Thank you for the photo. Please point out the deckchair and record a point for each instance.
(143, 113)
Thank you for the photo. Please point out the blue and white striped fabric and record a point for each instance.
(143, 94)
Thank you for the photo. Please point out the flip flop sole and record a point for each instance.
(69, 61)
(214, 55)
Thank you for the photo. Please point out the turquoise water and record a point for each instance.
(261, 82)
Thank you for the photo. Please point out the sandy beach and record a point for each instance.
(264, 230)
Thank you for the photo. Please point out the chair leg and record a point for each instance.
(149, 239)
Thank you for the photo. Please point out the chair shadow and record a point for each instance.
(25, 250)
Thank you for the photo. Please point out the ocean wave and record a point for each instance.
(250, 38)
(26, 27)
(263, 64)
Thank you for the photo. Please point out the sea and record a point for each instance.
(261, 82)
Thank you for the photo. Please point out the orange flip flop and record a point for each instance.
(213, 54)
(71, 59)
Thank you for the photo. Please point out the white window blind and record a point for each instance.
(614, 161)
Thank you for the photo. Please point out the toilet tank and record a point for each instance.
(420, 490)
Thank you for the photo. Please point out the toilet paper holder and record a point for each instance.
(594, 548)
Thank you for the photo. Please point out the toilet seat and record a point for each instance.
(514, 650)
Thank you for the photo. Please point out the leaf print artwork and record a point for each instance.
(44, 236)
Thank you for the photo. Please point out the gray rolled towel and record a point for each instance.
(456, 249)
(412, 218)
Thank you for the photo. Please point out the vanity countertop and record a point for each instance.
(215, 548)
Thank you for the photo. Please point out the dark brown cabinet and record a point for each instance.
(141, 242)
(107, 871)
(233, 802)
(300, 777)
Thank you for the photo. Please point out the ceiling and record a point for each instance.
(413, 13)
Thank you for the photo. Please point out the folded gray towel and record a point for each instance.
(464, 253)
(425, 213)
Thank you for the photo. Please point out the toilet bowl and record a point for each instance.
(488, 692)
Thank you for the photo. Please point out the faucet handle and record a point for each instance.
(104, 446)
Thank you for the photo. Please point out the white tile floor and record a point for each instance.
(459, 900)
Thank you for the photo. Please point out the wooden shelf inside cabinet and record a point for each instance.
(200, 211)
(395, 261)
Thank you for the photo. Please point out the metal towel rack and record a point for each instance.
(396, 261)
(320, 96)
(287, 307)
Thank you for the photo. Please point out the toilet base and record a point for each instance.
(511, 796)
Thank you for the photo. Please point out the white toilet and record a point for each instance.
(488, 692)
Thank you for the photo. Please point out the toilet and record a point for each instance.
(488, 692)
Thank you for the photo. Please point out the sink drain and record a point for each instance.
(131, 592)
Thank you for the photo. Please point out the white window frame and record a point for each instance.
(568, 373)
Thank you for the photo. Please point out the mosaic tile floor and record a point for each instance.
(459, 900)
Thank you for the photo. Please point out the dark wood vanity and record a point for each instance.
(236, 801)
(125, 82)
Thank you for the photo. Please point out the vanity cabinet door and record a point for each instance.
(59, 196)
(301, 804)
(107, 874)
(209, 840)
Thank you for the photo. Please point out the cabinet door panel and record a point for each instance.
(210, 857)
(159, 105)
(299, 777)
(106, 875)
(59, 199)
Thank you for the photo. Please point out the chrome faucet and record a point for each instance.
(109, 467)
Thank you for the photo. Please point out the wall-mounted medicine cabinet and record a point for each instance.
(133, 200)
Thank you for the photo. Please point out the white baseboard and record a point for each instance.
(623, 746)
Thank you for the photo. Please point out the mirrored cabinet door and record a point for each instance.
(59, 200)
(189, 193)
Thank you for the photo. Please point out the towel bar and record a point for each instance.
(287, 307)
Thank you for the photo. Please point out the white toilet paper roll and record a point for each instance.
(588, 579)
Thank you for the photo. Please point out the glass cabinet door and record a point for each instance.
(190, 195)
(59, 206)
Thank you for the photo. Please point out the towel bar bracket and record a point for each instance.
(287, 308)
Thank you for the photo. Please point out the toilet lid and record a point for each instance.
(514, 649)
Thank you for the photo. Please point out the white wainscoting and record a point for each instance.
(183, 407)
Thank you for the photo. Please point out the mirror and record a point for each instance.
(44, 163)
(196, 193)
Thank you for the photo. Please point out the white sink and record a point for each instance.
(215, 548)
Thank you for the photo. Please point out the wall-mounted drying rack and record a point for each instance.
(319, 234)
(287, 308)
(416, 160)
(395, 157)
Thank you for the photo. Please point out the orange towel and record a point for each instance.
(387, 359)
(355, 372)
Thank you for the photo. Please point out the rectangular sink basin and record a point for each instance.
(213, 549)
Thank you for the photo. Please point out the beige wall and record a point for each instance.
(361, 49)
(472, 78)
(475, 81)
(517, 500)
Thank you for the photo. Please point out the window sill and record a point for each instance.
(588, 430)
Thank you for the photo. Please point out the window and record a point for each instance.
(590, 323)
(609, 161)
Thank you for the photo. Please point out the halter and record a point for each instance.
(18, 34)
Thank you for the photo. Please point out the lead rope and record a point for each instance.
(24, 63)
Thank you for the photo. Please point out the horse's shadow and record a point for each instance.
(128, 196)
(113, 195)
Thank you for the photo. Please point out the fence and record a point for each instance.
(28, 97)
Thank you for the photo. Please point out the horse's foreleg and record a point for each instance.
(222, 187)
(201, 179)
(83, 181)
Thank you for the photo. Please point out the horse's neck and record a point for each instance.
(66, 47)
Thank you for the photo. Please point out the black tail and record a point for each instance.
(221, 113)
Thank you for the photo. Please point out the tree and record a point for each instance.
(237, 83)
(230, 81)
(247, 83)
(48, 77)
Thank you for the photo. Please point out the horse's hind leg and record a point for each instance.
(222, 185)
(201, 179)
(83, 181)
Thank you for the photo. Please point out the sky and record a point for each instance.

::::::::::

• **Aim of the exercise**
Please rewrite the stretch of the data above from the line containing "Thank you for the photo. Please point out the beige" through the end of the data, with the request lines included. Adjust every coordinate in the answers by -87.

• **The solution**
Thank you for the photo. Please point out the beige wall and record a point for each instance.
(274, -38)
(385, -9)
(388, -6)
(430, 413)
Thank you for the photo. Please point out the window sill and record a point for each instance.
(501, 343)
Thank you for the photo. Please point out the window and record a point for each instance.
(503, 236)
(522, 74)
Thank you for the photo. Please point out the halter and record a point for each instance.
(-69, -53)
Thank you for the photo. Please point out the lead rope and record a point for each instance.
(-63, -24)
Thank you for the photo. Please point out the horse's shadow and record a point for each instance.
(41, 109)
(26, 108)
Thank you for the photo. Please point out the fence and record a point for each instance.
(-59, 10)
Thank you for the photo. Please point out the horse's foreleg and record a point for each instance.
(135, 100)
(114, 92)
(-4, 94)
Thank you for the photo. Please point out the horse's neck and record a point for each instance.
(-21, -40)
Thank you for the photo. Please point out the black tail and record a point for each instance.
(134, 26)
Thank you for the photo. Please point out the tree and record a point for each instance.
(150, -4)
(143, -6)
(160, -4)
(-39, -10)
Thank you for the photo. Please point out the horse's hind leg and record a point for each instance.
(135, 98)
(114, 92)
(-4, 94)
Thank you for the photo. Please point out the sky and record a point for each instance.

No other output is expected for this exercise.